**TEXT PROVIDED**:

_ _ _

Implement serial ctDNA monitoring (weeks 4, 8, 12, then q8 weeks) in sotorasib-treated patients using Guardant360 Response panel. At first detection of KRAS secondary mutations (Y96D, R68S) while still responding clinically, randomize to: (A) continue sotorasib monotherapy until progression, or (B) preemptively add trametinib (MEK inhibitor) to prevent resistance. Primary endpoint: time to progression. Hypothesis: early combination at molecular relapse extends PFS by 3+ months. N = 120 patients, 2:1 randomization.
Evaluate sotorasib 960 mg QD + RMC-4630 (SHP2 inhibitor, Relay Therapeutics) at escalating doses (50 mg, 100 mg, 200 mg BID) in KRAS G12C NSCLC with prior sotorasib progression. Primary endpoint: MTD and recommended Phase 2 dose. Secondary endpoints: ORR, resistance mutation clearance in ctDNA, phospho-ERK suppression in serial tumor biopsies (days 1, 15). Enroll 3+3 design, anticipate diarrhea dose-limiting toxicity, optimize with prophylactic loperamide. Expected synergy based on preclinical models showing SHP2 blocks RAS-GTP reloading.
Prospective single-arm trial in patients with sotorasib-related Grade 3-4 hepatotoxicity who had prior clinical benefit (≥4 months PFS). After LFT normalization, initiate adagrasib 600 mg BID with intensive LFT monitoring (weekly × 8 weeks). Primary endpoint: Grade 3+ hepatotoxicity recurrence rate. Secondary endpoints: ORR, PFS. Hypothesis: <30% cross-reactivity due to different molecular structure. N = 30 patients. Provides salvage option and mechanistic insight into drug-specific vs class hepatotoxicity.

_ _ _

**SOURCE DATA**:
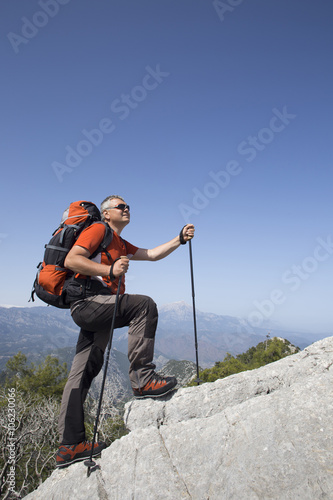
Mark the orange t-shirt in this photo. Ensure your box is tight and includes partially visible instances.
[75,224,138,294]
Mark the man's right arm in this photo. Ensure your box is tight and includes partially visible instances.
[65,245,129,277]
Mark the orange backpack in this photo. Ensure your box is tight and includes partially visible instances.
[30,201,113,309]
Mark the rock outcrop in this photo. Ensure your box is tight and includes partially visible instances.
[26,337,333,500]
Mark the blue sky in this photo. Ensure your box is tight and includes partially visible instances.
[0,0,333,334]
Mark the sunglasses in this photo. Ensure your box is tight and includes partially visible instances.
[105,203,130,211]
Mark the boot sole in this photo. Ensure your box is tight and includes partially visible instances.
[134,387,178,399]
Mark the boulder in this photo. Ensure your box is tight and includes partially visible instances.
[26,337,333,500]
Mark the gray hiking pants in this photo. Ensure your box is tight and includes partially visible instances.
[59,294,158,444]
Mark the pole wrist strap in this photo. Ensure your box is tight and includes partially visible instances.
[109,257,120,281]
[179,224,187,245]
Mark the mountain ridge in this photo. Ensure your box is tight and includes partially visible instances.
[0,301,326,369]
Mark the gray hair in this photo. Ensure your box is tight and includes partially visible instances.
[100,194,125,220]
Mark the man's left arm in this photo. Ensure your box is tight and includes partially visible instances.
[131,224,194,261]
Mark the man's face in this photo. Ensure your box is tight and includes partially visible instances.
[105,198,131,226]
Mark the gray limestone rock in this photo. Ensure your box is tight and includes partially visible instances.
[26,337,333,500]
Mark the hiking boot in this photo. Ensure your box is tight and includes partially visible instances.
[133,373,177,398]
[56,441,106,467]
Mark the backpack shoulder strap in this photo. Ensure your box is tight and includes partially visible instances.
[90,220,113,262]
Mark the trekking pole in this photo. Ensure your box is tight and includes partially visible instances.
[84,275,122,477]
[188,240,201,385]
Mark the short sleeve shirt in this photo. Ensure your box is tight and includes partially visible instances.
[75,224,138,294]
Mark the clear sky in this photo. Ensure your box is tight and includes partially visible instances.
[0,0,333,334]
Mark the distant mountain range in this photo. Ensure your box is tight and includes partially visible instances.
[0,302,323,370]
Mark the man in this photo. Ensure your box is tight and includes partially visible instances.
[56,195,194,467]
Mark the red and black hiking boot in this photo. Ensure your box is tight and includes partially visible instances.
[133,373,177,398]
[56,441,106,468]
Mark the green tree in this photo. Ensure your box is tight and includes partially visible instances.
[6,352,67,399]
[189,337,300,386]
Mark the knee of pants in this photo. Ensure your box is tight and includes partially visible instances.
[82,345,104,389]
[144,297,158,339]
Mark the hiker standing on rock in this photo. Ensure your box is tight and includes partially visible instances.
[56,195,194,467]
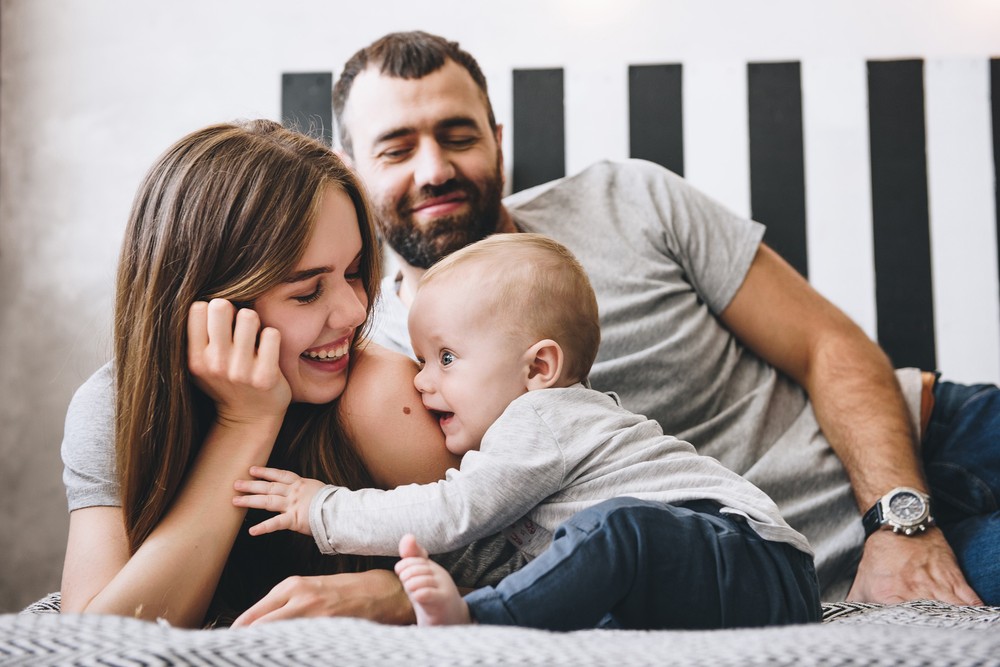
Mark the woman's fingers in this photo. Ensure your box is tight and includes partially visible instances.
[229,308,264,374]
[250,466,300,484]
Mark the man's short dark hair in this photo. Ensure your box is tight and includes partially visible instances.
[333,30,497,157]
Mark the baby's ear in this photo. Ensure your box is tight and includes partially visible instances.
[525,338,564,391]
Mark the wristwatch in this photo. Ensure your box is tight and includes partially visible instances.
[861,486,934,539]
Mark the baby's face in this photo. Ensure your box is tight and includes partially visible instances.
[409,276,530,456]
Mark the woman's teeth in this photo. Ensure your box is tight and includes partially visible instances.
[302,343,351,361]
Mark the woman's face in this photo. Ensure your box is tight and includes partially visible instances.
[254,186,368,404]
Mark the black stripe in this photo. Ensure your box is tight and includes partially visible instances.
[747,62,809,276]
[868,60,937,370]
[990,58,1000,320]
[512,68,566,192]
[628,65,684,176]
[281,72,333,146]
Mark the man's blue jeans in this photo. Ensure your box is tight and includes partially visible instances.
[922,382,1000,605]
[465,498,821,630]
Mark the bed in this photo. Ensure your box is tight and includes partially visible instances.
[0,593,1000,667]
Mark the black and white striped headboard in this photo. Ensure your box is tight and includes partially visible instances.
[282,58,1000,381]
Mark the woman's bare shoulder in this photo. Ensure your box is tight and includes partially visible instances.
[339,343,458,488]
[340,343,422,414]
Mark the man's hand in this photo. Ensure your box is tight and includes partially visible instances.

_ _ _

**WHAT IS REQUIRED**:
Answer these questions from the sotorasib trial designs.
1. How many patients does the ctDNA monitoring trial plan to enroll?
2. At what doses is RMC-4630 to be tested?
3. What is the primary endpoint of the adagrasib trial?
The records are from a different source than the text.

**TASK RESPONSE**:
1. 120 patients
2. 50 mg, 100 mg, and 200 mg BID
3. Grade 3+ hepatotoxicity recurrence rate